### BRANO DA LEGGERE
Probabilmente di più di potrebbe però fare in termini che tengano in considerazione due aspetti: il primo è quello della “corruzione” attraverso la prospettiva dell'illusione di un presunto benessere di cui sono vittime molti di quelli che potrebbero essere definiti “ migranti economici”, e verso questi sarebbe necessaria prima di tutto un approccio di tipo psicologico rispetto alle motivazioni che li hanno spinti a cercare contesti sociali forse per loro troppo distanti in termini culturali, ma soprattutto credo sarebbe necessario un approccio psicologico rispetto al loro “dovere” come uomini, come cittadini del luogo di origine, come soggetti che poco o niente di positivo hanno da ricevere, in termini interiori, da contesti per loro cosi lontani in termini sociali, culturali ecc.

Possiamo infatti dire che questi si sono lasciati corrompere dal miraggio del benessere a buon mercato? del benessere tutto e subito, del “dovere” di accoglienza ad ogni costo, che sono vittime di una corruzione subdola della loro condizione, per quanto dura, di uomini nati in un determinato logo, destinati a vivere un determinato tipo di esperienza umana e deputati a contribuire per fare di quel luogo un determinato contesto sociale ed economico? Se questo è vero, e secondo me lo è, questo credo sarebbe, per loro, il primo dovere di uomini, e se questa corruzione, che da un lato è stata molto facile, data la debolezza dell’umana capacità a sopportare le difficoltà fisiche, è però anche alla base di un danno che col tempo sarebbe destinato a emergere creando in questi soggetti scompensi e disagi sociali (il disagio delle seconde generazioni di immigrati è li a dimostrarlo) molto pericolosi sia per loro che il nuovo contesto sociale che li avesse, illudendosi di un possibili loro repentino cambiamento, accolti con prospettive di pacifica convivenza.
######
### DATI FORNITI
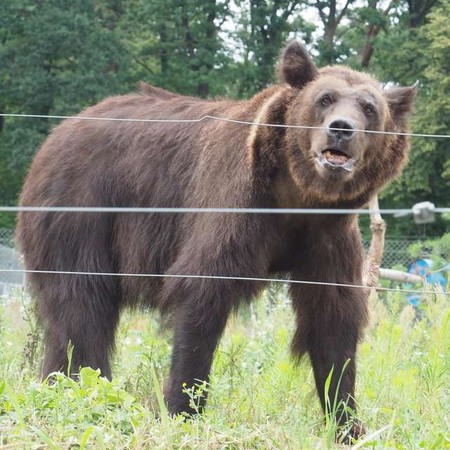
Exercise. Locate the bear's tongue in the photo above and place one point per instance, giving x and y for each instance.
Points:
(335, 157)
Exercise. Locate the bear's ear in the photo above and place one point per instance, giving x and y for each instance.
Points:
(400, 101)
(295, 66)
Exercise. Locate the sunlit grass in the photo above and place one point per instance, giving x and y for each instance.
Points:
(257, 398)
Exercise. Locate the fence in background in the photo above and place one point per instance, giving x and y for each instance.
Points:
(9, 259)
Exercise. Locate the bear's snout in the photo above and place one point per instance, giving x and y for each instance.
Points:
(341, 129)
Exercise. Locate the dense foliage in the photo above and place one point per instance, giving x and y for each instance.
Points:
(58, 56)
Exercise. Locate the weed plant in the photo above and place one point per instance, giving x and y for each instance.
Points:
(258, 398)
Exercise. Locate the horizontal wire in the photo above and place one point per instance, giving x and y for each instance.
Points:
(222, 119)
(106, 209)
(217, 277)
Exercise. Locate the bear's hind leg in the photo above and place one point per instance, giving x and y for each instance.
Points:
(81, 325)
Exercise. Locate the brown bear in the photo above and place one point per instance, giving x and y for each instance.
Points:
(211, 164)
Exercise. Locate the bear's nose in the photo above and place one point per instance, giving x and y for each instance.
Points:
(346, 129)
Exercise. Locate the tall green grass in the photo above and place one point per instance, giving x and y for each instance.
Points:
(258, 399)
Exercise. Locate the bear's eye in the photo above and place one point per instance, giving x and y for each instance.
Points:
(369, 110)
(326, 100)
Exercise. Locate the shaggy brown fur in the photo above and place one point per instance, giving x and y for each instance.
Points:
(212, 164)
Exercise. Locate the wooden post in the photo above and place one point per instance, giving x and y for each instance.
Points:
(375, 254)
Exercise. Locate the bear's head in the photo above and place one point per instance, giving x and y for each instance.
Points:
(340, 141)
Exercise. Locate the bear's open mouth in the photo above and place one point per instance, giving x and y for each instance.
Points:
(335, 159)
######
CONSEGNA 1:
Aggiorna, per favore, il brano sui migranti economici: riscrivine la parte che comincia con le parole "Probabilmente di più" e termina dopo "sociali, culturali ecc.", mettendo "sostegno psicologico" al posto di "approccio psicologico".
CONSEGNA 2:
Scrivi il seguito del brano sui migranti economici, partendo subito dopo la sua ultima frase.

RISULTATO 1:
Probabilmente di più di potrebbe però fare in termini che tengano in considerazione due aspetti: il primo è quello della “corruzione” attraverso la prospettiva dell'illusione di un presunto benessere di cui sono vittime molti di quelli che potrebbero essere definiti “ migranti economici”, e verso questi sarebbe necessaria prima di tutto un approccio di tipo psicologico rispetto alle motivazioni che li hanno spinti a cercare contesti sociali forse per loro troppo distanti in termini culturali, ma soprattutto credo sarebbe necessario un sostegno psicologico rispetto al loro “dovere” come uomini, come cittadini del luogo di origine, come soggetti che poco o niente di positivo hanno da ricevere, in termini interiori, da contesti per loro cosi lontani in termini sociali, culturali ecc.

RISULTATO 2:
Ogni aiuto alla deviazione da questo, ogni aiuto a definire per loro un diverso tipo di esistenza in luoghi e contesti sociali, culturali ed economici diversi da quelli di origine, ogni agevolazione a forzature di tutto questo significa concorrere a corrompere in loro il tipo di mentalità di cui dispongo, e che è il risultato antropologico di quel contesto e non di altri. Il tentativo di inserimento “forzato” in contesti diversi significherebbe allora svolgere un processo che potrebbe risultare, e probabilmente sarebbe, “violento”, per quanto richiesto in seguito a quel processo di corruzione psicologica di cui sopra, e quindi anche se apparentemente a fin di bene, nei confronti di chi non è attrezzato psicologicamente, culturalmente, e direi anche “geneticamente” per un tipo di società e di vita diverse, sarebbe comunque negativo. Infatti una vita che, per quanto meno dura, nel medio periodo non rispecchi le necessità intime dell’individuo, rischia, e tomo sarà, sempre una vita piena di insoddisfazioni, di disagio psicologico profondo, di disadattamento culturale e, probabilmente, non utile. Nessun denaro, nessuna agevolazione culturale sarà in grado di sopperire a tutto questo.

In termini illumanisti il dovere di ognuno è quello di svolgere la propria esistenza in funzione più del processo interiore che di quelle esteriore, e quindi ogni disagio intimo di tipo individuale assume un valore molto più preminente di qualsiasi altro tipo di problematica da risolvere in chiave sociale, religiosa, economica, politica o di altro tipo collettivo.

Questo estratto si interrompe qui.